• What you will do: Select every line of the rows that contains the word "apartment", and copy each one. Matching is case-sensitive.

─── Information supplied ───

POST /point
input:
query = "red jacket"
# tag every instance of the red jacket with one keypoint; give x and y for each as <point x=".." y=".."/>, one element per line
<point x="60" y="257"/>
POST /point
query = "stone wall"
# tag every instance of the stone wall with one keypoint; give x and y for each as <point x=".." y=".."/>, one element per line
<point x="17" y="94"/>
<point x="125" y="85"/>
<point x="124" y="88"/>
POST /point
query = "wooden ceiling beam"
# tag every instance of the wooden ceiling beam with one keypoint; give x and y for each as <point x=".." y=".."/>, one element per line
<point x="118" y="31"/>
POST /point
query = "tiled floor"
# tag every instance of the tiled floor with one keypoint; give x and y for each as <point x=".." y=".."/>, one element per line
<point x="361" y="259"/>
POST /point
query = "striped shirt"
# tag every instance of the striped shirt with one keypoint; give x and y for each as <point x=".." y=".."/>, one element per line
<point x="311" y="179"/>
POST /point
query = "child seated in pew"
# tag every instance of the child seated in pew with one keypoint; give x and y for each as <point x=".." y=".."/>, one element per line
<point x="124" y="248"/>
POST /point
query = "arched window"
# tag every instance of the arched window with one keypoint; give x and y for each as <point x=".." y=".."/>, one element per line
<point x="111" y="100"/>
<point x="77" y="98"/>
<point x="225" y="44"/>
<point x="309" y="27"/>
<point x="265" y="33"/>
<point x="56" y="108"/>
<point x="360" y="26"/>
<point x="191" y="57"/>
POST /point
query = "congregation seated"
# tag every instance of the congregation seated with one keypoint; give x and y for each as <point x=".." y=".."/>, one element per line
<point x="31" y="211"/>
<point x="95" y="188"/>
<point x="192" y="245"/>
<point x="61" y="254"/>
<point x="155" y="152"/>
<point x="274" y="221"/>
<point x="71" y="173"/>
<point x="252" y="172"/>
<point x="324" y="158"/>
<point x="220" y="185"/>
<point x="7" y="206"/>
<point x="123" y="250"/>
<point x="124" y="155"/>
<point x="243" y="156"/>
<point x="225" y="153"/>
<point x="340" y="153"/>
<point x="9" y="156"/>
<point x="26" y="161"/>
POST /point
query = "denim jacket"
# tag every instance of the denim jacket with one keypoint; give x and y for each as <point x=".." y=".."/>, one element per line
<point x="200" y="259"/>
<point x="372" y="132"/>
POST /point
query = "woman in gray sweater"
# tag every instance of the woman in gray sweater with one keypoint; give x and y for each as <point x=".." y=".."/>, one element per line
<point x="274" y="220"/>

───
─── Information supplied ───

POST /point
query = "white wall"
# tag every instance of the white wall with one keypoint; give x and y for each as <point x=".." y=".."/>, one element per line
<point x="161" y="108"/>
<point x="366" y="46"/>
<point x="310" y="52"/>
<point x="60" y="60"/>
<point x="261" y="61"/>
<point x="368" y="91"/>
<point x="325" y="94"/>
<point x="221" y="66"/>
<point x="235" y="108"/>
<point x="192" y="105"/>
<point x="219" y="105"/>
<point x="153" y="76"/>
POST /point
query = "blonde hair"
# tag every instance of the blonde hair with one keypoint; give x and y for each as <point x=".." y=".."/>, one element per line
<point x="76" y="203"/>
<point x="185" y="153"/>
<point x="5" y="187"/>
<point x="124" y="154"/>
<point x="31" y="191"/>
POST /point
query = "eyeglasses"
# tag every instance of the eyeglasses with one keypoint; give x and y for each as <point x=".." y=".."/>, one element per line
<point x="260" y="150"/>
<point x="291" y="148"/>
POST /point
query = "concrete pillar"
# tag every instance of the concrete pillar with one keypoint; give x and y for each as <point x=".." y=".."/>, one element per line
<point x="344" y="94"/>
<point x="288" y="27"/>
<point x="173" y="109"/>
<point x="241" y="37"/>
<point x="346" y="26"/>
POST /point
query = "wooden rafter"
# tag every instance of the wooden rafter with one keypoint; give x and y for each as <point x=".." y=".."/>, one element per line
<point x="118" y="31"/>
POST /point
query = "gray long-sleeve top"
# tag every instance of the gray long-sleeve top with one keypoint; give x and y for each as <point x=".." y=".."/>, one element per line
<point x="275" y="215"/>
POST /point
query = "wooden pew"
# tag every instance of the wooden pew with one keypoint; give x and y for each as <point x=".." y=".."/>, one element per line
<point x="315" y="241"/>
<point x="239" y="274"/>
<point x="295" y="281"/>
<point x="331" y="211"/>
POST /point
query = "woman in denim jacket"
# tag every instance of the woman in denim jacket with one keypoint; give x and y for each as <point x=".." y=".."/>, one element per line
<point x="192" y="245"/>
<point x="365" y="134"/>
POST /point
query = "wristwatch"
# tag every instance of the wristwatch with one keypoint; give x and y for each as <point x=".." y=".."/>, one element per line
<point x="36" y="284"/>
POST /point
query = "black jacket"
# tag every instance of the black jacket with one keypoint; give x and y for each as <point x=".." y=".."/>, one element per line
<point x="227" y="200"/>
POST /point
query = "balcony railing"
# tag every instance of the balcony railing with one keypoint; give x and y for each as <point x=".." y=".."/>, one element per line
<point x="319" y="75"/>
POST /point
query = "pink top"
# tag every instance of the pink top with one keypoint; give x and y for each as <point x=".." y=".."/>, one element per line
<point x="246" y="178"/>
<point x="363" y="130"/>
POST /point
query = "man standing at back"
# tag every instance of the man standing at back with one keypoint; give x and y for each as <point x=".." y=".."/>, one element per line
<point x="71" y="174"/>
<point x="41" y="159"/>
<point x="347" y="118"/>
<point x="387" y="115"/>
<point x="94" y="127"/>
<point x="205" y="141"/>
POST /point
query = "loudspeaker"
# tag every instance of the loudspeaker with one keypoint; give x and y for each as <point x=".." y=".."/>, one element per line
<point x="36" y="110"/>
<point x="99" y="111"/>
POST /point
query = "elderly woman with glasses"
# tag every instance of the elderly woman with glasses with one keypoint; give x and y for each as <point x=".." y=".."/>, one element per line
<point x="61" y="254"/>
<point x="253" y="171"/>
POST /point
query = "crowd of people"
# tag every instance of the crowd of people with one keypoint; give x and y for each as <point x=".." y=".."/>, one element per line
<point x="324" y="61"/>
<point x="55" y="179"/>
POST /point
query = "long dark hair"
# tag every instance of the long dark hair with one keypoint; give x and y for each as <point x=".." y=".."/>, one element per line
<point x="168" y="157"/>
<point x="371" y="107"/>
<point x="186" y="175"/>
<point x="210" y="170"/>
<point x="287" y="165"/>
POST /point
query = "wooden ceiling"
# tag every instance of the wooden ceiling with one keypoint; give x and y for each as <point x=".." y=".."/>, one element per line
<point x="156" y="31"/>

───
─── Information supplied ───

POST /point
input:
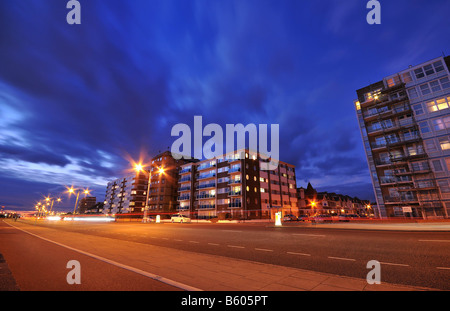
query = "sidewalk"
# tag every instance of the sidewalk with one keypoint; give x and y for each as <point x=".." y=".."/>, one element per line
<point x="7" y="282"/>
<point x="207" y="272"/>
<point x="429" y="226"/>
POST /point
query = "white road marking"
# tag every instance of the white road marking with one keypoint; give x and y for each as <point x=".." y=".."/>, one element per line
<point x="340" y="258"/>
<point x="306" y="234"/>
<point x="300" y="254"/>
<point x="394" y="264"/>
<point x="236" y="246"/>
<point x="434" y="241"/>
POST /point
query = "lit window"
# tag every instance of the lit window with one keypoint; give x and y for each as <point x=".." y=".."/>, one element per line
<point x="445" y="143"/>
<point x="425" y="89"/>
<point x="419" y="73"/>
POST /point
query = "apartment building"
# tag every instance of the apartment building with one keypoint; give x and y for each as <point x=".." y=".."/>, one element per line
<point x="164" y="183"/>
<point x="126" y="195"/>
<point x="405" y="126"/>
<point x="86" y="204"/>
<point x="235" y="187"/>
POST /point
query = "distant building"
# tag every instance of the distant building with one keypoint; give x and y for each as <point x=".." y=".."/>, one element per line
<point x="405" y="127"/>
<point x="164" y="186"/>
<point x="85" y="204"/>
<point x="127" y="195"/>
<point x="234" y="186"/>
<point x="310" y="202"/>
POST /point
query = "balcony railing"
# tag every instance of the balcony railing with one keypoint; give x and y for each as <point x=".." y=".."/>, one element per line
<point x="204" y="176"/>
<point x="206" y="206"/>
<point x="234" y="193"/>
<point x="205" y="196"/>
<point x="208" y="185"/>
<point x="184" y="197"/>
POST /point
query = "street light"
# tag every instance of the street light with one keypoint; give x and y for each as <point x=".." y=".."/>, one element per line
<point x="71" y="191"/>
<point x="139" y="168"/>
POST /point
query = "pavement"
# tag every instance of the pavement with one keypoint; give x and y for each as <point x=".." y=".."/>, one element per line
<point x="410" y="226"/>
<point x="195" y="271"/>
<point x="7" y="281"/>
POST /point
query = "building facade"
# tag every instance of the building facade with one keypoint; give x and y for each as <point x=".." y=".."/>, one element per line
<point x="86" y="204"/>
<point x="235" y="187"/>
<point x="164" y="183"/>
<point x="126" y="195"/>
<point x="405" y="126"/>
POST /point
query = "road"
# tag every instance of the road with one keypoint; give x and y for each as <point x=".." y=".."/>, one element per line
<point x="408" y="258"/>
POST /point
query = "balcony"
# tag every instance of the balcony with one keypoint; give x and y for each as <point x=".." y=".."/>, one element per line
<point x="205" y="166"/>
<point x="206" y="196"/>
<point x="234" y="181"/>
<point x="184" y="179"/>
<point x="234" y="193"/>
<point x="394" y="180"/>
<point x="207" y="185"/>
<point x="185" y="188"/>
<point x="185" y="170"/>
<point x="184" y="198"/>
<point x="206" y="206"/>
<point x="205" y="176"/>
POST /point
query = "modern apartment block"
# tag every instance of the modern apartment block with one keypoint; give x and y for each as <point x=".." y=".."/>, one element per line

───

• Output:
query = "apartment building"
# tag every instance of the apartment building with one keypoint; give x and y for each as <point x=".." y=".."/>, one element per line
query = "modern apartment block"
# tag every instance of the modern apartment block with one keypoint; give x and y for each as <point x=".." y=".."/>, one element per line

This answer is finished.